— BEGIN Information shown —

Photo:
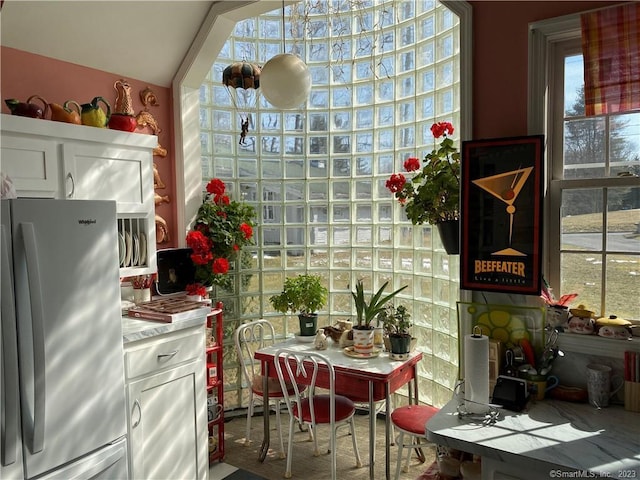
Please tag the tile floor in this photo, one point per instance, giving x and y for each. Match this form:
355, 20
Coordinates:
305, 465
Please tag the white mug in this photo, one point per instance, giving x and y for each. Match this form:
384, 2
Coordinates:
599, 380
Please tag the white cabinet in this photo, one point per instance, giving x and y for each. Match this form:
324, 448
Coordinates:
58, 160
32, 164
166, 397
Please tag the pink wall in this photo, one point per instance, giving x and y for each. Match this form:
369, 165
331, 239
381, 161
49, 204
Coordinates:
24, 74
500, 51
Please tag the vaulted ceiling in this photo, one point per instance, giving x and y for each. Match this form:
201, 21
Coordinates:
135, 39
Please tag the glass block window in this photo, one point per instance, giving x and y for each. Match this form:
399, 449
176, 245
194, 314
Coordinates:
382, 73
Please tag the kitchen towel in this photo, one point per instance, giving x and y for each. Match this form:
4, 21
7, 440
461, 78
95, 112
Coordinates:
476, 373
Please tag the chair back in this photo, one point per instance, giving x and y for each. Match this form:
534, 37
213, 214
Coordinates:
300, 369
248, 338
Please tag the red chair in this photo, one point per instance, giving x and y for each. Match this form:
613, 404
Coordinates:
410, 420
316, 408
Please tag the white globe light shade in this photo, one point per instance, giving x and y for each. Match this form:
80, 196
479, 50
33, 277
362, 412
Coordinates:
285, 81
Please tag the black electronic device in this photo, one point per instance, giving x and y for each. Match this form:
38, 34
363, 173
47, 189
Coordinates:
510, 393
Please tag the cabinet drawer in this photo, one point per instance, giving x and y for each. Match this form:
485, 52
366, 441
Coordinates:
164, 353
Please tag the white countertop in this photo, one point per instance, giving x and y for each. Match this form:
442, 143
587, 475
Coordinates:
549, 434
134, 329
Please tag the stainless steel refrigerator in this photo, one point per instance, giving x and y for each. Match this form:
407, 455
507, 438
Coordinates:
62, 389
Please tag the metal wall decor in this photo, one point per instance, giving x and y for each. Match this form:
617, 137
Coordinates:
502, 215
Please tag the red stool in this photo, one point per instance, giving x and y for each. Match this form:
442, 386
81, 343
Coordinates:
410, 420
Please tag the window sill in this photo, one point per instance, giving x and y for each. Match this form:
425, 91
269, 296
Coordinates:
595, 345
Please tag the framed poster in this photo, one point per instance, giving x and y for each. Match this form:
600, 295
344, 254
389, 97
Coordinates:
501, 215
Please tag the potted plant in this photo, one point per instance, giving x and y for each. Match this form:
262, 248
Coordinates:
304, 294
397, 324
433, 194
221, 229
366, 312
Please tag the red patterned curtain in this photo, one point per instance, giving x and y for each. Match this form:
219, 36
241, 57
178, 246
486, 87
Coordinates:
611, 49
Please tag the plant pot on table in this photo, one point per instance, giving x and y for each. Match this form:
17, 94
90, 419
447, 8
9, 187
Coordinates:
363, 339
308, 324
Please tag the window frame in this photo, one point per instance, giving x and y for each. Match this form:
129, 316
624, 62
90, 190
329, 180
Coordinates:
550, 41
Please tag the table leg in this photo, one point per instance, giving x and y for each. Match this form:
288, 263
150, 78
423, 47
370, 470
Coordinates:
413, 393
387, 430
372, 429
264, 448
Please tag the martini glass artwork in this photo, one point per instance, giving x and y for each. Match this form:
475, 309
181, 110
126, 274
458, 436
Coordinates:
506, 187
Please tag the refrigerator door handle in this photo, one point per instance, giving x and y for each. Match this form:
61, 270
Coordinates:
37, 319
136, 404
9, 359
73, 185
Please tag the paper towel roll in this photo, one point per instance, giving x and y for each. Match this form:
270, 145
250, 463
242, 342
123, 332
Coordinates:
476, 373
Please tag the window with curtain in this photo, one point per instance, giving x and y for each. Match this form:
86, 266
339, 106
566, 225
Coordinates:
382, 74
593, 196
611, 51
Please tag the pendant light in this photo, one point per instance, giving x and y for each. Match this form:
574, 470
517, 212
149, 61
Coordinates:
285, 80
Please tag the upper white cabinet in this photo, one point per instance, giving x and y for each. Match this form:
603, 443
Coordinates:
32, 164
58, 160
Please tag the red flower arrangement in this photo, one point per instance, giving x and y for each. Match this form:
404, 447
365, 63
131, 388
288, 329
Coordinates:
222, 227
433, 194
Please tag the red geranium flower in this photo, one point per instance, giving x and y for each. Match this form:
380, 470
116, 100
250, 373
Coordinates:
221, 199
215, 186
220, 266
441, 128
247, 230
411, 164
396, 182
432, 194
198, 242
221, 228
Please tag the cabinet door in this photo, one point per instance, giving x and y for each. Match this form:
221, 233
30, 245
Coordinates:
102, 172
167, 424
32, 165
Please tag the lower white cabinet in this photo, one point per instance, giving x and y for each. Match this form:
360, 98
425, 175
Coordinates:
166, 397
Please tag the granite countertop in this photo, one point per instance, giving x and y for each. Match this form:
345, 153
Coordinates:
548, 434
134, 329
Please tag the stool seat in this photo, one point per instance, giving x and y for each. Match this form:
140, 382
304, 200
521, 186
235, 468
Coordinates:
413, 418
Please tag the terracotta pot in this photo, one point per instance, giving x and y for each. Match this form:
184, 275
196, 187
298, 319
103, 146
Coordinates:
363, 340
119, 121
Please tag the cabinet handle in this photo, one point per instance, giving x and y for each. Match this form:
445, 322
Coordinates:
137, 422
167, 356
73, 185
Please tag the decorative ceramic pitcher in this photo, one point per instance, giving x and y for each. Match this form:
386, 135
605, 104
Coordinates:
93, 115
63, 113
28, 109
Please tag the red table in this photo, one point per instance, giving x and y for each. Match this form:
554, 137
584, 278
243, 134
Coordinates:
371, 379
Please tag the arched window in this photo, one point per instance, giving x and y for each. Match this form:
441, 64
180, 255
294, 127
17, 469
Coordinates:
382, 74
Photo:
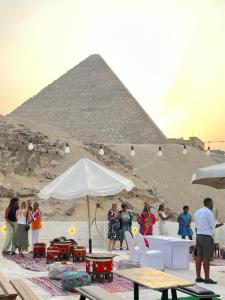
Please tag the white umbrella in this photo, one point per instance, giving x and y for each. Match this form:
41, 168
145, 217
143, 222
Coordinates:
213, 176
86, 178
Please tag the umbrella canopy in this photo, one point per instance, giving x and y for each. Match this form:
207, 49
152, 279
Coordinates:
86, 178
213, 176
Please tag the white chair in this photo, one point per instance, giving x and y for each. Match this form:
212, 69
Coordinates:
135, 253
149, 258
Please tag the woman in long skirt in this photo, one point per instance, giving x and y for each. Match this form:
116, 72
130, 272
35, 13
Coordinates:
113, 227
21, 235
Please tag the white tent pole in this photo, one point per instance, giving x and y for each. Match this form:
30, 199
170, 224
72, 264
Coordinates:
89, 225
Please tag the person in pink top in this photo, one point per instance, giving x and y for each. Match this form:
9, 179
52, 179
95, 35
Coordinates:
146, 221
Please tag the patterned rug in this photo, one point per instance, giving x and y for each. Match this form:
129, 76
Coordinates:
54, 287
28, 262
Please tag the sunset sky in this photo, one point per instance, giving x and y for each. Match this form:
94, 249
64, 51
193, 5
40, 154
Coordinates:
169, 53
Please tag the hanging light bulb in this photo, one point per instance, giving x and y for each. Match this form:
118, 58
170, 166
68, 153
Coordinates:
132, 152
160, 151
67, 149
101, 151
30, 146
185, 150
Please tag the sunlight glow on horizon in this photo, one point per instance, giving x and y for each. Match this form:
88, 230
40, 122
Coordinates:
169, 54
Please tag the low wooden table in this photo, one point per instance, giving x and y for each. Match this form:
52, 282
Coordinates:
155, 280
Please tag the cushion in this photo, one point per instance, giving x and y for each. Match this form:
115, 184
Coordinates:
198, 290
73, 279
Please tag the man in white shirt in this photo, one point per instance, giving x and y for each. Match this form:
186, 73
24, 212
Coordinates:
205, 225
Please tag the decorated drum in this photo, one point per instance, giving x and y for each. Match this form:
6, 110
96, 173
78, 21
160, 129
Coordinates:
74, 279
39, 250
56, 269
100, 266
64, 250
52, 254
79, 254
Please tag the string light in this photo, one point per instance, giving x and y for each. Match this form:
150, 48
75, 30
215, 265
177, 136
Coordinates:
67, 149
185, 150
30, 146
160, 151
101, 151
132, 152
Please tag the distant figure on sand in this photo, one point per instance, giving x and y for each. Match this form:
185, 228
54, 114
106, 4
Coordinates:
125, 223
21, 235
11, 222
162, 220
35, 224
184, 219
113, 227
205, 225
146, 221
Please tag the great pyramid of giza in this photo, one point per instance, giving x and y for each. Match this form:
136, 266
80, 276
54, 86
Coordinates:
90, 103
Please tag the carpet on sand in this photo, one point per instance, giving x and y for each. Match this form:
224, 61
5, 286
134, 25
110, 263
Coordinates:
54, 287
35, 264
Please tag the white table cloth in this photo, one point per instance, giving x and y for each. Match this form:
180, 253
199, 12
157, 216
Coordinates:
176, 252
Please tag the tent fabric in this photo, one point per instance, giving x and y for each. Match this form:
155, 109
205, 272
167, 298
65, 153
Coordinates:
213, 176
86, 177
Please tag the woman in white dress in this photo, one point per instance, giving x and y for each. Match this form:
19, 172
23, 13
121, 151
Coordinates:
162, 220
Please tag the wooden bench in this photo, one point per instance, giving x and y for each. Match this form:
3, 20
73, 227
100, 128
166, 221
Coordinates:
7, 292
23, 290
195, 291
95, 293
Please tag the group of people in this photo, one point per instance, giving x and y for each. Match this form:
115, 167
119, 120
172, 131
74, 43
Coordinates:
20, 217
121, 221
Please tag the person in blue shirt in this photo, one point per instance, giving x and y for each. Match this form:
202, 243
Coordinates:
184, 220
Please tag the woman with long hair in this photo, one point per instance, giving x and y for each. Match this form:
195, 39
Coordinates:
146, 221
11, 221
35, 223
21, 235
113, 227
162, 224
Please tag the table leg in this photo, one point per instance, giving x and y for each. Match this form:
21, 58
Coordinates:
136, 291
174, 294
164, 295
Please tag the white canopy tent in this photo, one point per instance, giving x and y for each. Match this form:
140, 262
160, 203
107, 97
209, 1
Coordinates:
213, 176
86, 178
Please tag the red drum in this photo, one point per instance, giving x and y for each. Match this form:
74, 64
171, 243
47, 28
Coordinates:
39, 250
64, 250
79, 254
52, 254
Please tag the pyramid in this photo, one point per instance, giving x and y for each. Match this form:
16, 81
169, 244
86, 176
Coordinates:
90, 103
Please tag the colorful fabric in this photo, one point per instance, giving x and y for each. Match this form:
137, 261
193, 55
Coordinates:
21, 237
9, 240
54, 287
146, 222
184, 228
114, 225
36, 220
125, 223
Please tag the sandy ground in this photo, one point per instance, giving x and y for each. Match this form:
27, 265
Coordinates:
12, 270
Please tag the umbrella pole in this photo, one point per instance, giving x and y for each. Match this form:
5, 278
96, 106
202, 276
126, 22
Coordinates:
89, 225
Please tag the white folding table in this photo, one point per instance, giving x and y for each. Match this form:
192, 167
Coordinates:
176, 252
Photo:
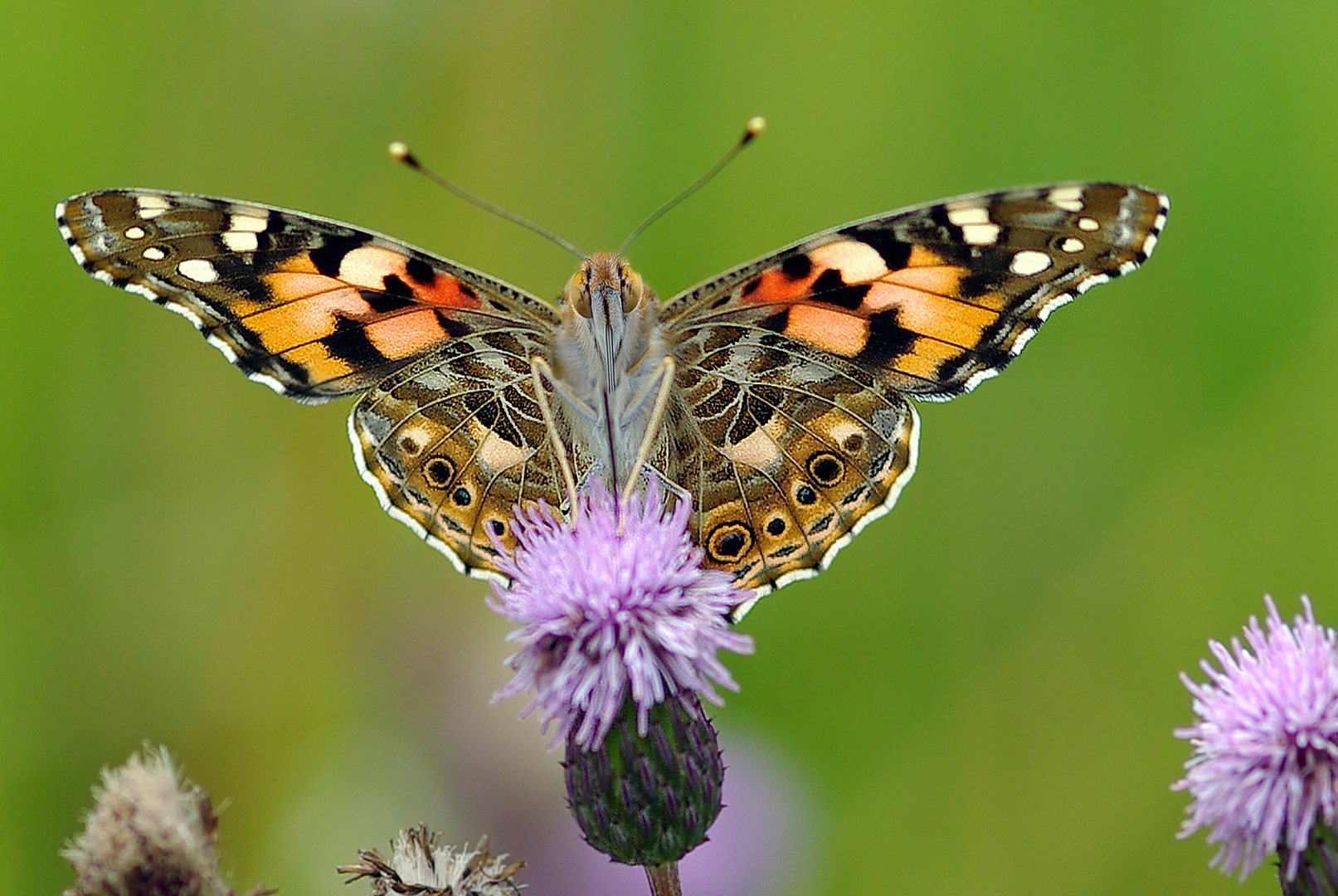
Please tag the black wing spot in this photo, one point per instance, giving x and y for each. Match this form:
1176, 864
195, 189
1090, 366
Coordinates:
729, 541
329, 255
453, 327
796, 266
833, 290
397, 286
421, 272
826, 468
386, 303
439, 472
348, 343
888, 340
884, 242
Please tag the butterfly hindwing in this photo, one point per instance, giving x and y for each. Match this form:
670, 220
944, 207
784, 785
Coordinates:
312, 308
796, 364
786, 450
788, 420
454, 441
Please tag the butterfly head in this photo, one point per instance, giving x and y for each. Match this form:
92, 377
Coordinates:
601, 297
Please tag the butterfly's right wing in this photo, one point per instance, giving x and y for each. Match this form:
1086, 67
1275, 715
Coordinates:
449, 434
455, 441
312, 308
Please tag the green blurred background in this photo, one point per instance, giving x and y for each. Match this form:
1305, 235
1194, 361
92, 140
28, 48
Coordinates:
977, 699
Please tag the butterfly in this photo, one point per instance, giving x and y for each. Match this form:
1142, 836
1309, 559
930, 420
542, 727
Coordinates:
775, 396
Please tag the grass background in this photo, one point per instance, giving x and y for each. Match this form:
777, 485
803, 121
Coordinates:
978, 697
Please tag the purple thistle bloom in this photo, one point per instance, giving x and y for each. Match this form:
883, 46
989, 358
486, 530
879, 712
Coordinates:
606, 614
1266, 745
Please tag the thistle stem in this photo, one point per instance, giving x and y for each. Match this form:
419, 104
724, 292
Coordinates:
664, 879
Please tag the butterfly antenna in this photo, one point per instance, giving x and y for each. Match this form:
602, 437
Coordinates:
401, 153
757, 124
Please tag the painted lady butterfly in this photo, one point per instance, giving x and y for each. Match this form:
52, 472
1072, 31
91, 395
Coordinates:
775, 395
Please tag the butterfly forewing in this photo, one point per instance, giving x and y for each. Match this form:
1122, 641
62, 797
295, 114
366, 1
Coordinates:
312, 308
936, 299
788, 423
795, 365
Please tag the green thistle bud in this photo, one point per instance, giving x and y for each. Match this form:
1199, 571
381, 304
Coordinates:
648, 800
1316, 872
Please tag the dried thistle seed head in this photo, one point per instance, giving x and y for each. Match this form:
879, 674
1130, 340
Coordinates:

— END Information shown —

* [Short exercise]: Take the line that contains "Please tag the butterfly in" and each line after it down to the last of the records, and retype them exactly; add nothing else.

* [Completed task]:
Please tag the butterfly in this photo, one point per instance, giving x and y for each. Match this form:
1142, 836
1309, 559
930, 420
542, 727
Coordinates:
775, 396
Please tag the grass background in this photo, one point per instance, giving x and y for each. Match this form:
777, 485
803, 121
Coordinates:
978, 697
Please tag the purple thistle bloom in this photo, one point per instance, giving x and y for each. Match this form:
883, 46
989, 358
486, 530
879, 712
Coordinates:
606, 614
1266, 745
Please tag the thistle stem in this photo, one point per instance, giving x and y for each. Match this form:
419, 104
724, 292
Coordinates:
664, 879
Please tag the butterfly antenna in this photo, one point per instance, giving x and y for each. Match this form:
602, 437
Coordinates:
401, 153
757, 124
Please tag the painted lady butterfly in this photo, one point per instance, giving x and y for each. Match this form:
52, 472
1072, 31
91, 395
Coordinates:
775, 395
Please tag the butterfly forewing in this photo, one point per instance, giving x and y for each. Match this form:
1122, 641
62, 797
295, 114
366, 1
Coordinates:
312, 308
936, 299
788, 423
795, 365
Please tag the green thistle bud in this photo, one point per instance, giving x and y for each. Match this form:
1199, 571
381, 304
Coordinates:
648, 800
1316, 872
Please tag the dried thistle seed head in this photo, one point per instance, giving x and y for each. Match this form:
879, 674
1130, 340
Coordinates:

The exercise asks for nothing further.